What to produce - Starting at the line that contains "For the scouting record, return for every instance of the hazy", return every line through the end of the entries below, exactly and with nothing else.

Excerpted data -
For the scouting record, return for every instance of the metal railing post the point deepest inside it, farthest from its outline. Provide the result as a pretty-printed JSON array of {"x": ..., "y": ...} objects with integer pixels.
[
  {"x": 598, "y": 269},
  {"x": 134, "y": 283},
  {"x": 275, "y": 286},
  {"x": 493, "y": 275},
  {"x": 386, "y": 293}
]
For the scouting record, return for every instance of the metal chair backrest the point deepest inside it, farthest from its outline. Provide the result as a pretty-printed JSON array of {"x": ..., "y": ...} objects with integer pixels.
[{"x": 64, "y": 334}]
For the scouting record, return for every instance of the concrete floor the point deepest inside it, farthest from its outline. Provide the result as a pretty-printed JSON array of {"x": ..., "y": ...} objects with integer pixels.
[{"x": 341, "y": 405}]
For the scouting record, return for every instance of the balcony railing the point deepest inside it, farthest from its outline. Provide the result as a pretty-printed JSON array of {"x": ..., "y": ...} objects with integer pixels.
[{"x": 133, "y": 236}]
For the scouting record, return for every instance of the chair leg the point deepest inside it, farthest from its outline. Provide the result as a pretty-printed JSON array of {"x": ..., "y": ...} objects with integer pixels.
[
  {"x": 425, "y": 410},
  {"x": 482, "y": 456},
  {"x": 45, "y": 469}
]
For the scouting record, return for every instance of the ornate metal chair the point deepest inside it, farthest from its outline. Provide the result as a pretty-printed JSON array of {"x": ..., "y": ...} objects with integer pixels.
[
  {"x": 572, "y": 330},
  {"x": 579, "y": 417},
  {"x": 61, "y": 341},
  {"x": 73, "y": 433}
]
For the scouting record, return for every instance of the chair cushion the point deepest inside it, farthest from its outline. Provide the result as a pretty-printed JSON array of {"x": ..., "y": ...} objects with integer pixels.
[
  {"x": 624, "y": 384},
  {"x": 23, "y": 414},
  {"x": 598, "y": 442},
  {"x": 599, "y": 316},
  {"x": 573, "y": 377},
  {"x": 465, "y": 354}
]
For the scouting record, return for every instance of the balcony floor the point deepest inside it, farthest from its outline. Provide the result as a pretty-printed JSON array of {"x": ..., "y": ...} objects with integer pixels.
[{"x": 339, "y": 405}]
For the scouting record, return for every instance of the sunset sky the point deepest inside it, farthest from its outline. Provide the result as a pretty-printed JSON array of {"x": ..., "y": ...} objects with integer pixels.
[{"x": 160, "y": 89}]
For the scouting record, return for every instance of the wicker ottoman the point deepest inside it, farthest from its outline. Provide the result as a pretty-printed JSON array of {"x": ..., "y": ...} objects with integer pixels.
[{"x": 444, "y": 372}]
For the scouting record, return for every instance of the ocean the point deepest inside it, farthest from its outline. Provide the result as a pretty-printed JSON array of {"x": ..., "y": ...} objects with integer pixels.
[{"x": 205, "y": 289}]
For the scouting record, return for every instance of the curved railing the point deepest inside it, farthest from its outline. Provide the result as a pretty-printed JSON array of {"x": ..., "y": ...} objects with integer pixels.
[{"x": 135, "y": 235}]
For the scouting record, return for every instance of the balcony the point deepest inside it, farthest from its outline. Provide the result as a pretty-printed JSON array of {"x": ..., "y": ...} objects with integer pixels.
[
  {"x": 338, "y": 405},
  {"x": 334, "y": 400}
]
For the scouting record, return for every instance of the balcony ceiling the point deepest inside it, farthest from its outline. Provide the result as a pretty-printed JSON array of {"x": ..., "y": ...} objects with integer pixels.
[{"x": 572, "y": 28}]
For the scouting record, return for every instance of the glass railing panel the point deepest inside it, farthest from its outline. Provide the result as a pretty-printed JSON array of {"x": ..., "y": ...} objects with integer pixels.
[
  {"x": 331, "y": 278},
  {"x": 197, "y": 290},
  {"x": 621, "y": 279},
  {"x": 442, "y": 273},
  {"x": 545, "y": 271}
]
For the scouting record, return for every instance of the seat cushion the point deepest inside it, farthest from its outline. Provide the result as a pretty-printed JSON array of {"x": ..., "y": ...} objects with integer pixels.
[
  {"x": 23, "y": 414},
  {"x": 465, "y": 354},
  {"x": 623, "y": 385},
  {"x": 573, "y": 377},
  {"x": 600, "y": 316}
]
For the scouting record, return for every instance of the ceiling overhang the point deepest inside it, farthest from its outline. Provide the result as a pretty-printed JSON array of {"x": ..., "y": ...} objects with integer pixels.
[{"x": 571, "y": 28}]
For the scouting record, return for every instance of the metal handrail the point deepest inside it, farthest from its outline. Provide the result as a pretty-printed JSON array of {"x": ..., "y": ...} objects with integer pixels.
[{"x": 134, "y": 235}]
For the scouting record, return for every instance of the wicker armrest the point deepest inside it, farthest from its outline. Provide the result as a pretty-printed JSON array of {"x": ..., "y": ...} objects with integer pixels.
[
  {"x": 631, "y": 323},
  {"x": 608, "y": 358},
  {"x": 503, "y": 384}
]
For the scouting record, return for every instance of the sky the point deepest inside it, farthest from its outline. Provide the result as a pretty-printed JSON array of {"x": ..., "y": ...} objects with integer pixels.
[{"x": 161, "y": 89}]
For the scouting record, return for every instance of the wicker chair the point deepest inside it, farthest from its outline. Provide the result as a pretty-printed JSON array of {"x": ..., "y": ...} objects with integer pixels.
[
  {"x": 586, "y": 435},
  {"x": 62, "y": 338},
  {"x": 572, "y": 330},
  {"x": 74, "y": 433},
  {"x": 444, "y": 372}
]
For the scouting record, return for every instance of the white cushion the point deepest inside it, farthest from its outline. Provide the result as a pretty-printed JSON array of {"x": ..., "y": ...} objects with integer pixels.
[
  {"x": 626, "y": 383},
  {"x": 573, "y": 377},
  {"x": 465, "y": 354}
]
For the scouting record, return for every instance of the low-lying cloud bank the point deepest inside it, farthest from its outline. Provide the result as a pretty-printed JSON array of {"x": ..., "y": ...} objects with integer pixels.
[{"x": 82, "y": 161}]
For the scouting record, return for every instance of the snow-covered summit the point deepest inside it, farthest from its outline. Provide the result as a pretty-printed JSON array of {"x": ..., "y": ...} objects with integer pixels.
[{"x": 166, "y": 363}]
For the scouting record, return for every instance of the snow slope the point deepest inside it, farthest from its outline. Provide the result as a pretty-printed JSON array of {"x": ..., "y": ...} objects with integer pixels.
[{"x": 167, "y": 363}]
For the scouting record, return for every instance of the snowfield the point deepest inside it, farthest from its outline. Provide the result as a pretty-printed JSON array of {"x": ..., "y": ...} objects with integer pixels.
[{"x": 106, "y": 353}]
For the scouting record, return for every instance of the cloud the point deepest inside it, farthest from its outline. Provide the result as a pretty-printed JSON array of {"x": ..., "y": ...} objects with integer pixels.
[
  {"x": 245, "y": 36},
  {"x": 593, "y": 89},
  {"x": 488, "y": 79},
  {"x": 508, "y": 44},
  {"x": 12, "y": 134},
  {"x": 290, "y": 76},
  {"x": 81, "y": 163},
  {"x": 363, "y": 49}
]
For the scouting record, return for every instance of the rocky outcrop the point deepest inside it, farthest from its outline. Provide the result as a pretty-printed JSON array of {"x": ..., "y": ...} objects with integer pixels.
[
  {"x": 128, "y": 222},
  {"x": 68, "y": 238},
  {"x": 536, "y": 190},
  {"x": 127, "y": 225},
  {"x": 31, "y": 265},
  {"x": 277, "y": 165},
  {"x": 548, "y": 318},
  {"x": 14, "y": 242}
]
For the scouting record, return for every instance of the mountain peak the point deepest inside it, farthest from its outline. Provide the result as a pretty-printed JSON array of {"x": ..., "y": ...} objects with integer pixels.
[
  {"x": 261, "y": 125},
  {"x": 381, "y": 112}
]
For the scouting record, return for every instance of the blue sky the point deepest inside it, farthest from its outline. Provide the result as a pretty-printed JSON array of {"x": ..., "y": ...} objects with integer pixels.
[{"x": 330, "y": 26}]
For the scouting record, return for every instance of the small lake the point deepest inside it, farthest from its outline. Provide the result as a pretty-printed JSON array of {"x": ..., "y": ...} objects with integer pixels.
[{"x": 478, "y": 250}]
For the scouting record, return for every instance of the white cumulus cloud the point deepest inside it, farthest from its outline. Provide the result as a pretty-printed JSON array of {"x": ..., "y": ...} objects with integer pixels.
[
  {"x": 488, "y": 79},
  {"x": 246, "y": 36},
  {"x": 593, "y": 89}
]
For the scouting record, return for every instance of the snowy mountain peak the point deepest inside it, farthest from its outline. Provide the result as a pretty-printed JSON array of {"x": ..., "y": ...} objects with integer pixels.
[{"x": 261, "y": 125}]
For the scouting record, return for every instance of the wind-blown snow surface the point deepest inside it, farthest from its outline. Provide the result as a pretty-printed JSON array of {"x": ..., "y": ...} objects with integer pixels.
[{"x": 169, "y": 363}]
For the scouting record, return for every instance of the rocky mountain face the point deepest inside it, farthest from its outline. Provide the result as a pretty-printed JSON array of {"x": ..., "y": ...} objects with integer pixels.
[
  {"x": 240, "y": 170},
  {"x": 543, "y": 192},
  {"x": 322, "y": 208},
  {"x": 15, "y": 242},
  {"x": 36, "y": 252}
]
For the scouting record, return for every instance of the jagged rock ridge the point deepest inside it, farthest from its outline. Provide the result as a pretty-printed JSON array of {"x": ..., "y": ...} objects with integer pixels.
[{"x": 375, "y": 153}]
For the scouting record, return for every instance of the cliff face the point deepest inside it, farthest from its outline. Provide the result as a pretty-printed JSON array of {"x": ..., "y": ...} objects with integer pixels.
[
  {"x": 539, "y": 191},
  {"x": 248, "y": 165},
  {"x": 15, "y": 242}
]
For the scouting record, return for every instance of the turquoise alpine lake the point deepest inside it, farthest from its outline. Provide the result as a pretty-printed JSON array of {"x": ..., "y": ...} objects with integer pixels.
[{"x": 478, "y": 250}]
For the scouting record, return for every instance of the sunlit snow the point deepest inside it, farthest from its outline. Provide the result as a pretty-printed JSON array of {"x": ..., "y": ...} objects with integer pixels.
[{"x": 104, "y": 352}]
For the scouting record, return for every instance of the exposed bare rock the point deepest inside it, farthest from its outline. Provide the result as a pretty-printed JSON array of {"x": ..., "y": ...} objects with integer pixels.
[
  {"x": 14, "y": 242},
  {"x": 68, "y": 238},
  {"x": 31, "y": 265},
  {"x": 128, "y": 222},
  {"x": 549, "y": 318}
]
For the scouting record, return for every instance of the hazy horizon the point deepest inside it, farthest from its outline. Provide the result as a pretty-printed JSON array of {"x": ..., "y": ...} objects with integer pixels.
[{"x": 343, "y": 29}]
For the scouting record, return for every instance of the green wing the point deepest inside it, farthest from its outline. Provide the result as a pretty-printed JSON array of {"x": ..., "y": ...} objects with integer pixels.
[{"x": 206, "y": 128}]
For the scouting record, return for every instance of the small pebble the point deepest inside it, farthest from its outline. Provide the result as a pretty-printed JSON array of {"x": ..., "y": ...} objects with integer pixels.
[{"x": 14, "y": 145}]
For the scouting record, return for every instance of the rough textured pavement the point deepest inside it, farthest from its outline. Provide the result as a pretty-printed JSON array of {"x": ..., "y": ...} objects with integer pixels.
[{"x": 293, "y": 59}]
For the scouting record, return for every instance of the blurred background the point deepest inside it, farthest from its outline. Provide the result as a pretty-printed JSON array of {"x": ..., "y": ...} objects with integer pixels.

Exercise response -
For the scouting record, return for every instance of the hazy horizon the point deepest inside it, farthest from its outline. Provide the result as a pretty-printed JSON array of {"x": ..., "y": ...} objects with integer pixels.
[{"x": 343, "y": 29}]
For the scouting record, return for every instance of the green wing the point deepest inside it, farthest from its outline. Provide the result as a pretty-printed JSON array of {"x": ..., "y": ...} objects with integer pixels.
[{"x": 206, "y": 128}]
For the scouting record, return for every instance of the small pebble the point deepest inside it, farthest from its outline. Provide the result as a pretty-printed JSON array of {"x": ..., "y": ...} objects with integer pixels.
[{"x": 14, "y": 145}]
For the scouting record, return for every instance of the rough textured pavement the point deepest inside it, farthest from its outline. Provide the result as a pretty-printed JSON array of {"x": ..., "y": ...} objects with integer pixels.
[{"x": 293, "y": 59}]
For the scouting record, return for every instance of the blurred background the point deepest inside it, farthest from its outline. Provide the result as a pretty-printed JSON array of {"x": ..., "y": ...} objects with integer pixels.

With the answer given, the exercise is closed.